[Object pointing records for photos]
+===+

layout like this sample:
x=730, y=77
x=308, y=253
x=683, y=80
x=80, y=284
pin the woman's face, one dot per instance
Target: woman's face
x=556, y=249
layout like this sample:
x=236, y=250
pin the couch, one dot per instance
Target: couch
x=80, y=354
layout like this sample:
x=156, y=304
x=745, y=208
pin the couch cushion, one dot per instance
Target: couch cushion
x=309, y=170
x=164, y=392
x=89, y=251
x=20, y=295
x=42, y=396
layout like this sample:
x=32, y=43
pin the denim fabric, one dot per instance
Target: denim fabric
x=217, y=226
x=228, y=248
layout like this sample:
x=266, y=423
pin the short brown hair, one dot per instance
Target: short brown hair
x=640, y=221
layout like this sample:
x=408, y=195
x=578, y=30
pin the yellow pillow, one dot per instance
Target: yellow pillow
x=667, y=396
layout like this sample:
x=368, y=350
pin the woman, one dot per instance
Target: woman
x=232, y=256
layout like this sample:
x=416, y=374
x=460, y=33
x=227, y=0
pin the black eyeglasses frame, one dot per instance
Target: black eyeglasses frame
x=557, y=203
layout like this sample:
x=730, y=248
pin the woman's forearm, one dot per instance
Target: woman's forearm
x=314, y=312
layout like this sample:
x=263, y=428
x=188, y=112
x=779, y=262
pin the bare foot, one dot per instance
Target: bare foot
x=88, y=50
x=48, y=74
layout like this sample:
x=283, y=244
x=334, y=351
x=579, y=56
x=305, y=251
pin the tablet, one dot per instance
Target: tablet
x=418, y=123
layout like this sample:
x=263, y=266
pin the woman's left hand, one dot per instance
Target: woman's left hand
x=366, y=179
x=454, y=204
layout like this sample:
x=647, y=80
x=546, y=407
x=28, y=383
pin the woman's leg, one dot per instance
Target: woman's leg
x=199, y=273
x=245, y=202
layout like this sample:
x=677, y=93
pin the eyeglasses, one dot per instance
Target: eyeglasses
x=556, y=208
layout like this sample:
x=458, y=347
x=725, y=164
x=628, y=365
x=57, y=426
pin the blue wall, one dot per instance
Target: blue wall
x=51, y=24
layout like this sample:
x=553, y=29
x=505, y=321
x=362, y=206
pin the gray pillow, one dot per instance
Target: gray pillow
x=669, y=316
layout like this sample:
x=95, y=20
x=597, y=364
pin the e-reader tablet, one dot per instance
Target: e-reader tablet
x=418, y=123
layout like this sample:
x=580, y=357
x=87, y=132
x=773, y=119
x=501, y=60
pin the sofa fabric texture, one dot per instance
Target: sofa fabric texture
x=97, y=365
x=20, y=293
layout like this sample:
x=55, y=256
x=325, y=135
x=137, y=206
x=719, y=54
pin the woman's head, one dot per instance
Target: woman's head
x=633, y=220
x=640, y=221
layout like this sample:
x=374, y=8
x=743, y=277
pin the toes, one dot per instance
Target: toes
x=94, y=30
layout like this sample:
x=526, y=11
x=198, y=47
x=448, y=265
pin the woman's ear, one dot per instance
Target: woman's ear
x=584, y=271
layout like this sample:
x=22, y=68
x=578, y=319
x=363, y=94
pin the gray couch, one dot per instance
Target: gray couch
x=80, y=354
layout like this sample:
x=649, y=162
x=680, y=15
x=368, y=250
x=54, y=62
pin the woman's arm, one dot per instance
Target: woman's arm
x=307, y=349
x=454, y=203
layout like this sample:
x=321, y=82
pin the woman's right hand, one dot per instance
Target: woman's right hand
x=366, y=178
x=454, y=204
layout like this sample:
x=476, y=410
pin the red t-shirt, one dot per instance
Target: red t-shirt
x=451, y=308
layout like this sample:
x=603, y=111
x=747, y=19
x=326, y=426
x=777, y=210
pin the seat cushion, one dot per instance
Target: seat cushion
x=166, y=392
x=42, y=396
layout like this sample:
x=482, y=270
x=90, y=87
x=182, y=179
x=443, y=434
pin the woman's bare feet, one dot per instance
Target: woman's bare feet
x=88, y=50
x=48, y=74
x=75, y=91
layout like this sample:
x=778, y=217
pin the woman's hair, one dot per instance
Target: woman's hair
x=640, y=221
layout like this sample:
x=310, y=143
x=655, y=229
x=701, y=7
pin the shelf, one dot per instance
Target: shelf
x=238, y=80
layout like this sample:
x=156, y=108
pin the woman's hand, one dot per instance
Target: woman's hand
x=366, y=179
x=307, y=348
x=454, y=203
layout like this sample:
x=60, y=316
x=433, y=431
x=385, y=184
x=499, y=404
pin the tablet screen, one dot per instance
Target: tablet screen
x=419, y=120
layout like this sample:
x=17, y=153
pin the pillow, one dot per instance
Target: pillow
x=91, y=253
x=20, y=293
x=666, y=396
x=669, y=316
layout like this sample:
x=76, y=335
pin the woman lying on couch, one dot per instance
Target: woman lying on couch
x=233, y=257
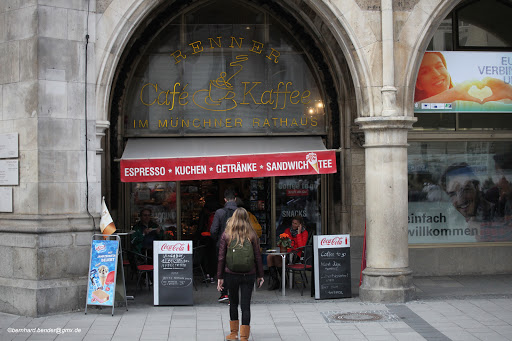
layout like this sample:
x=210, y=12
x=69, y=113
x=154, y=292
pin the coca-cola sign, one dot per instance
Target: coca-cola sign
x=334, y=241
x=176, y=246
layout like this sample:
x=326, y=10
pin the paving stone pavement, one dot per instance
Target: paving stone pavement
x=445, y=308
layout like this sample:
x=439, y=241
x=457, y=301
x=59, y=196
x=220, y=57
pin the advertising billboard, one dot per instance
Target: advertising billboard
x=459, y=81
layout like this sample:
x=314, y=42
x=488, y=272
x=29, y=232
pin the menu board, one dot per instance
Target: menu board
x=102, y=272
x=332, y=266
x=172, y=260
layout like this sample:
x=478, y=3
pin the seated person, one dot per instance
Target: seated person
x=299, y=236
x=146, y=231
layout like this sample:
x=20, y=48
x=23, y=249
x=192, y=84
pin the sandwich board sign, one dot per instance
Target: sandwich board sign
x=101, y=282
x=173, y=267
x=332, y=266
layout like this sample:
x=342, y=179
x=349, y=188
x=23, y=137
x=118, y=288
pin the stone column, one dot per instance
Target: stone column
x=45, y=242
x=387, y=277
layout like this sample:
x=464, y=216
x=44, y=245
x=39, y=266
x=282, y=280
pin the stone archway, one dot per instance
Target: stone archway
x=320, y=27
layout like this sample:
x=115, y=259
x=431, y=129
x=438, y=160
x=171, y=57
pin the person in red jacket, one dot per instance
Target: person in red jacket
x=299, y=236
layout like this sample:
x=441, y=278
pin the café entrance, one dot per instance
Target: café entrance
x=181, y=207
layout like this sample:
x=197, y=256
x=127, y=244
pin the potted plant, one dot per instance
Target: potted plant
x=284, y=242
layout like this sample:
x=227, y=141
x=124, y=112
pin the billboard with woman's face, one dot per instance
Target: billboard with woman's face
x=460, y=192
x=457, y=81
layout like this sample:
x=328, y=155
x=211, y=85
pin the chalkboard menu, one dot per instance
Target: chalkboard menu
x=332, y=266
x=173, y=265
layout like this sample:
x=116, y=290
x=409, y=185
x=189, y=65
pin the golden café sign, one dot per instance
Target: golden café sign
x=226, y=84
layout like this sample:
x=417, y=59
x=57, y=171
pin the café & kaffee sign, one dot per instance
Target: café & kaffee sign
x=225, y=84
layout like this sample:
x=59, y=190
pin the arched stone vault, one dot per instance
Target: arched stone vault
x=118, y=24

+===+

» **TASK OBJECTIVE**: Copy the items word for word, from the first line through the line containing "x=556, y=208", including that line.

» **RESPONSE BELOW**:
layout like this sample:
x=730, y=77
x=308, y=253
x=683, y=80
x=80, y=284
pin the woman's face, one dot per instance
Target: woman's face
x=556, y=249
layout like this sample:
x=236, y=250
pin the couch, one dot per instance
Target: couch
x=80, y=354
layout like this sample:
x=156, y=304
x=745, y=208
pin the couch cushion, one dot per instance
Target: couch cushion
x=309, y=170
x=164, y=392
x=89, y=251
x=20, y=295
x=42, y=396
layout like this sample:
x=32, y=43
pin the denim fabric, one dot per instance
Target: denim fabric
x=217, y=226
x=228, y=248
layout like this sample:
x=266, y=423
pin the short brown hair, one dot per instance
Target: short brown hair
x=640, y=221
layout like this sample:
x=408, y=195
x=578, y=30
pin the yellow pillow, one dot per instance
Target: yellow pillow
x=667, y=396
layout like this sample:
x=368, y=350
pin the woman, one dot per instance
Target: woman
x=232, y=256
layout like this sample:
x=416, y=374
x=460, y=33
x=227, y=0
pin the black eyeglasses frame, one dot per instance
Target: black eyeglasses frame
x=557, y=203
layout like this sample:
x=730, y=248
pin the woman's forearm, one dot per instance
Target: woman's forearm
x=314, y=312
layout like this sample:
x=263, y=428
x=188, y=112
x=779, y=262
pin the bare foot, one dot per instance
Target: bare foot
x=88, y=50
x=48, y=74
layout like this sample:
x=283, y=244
x=334, y=351
x=579, y=56
x=305, y=251
pin the tablet, one dot per instance
Target: tablet
x=418, y=123
layout like this sample:
x=263, y=266
pin the woman's left hand, one dot per instance
Target: woman's left hand
x=366, y=179
x=454, y=204
layout like this sample:
x=647, y=80
x=546, y=407
x=28, y=383
pin the woman's leg, one dot per instance
Target: woman's leg
x=199, y=273
x=245, y=202
layout like this sample:
x=677, y=93
pin the eyeglasses, one dot per instance
Target: eyeglasses
x=556, y=208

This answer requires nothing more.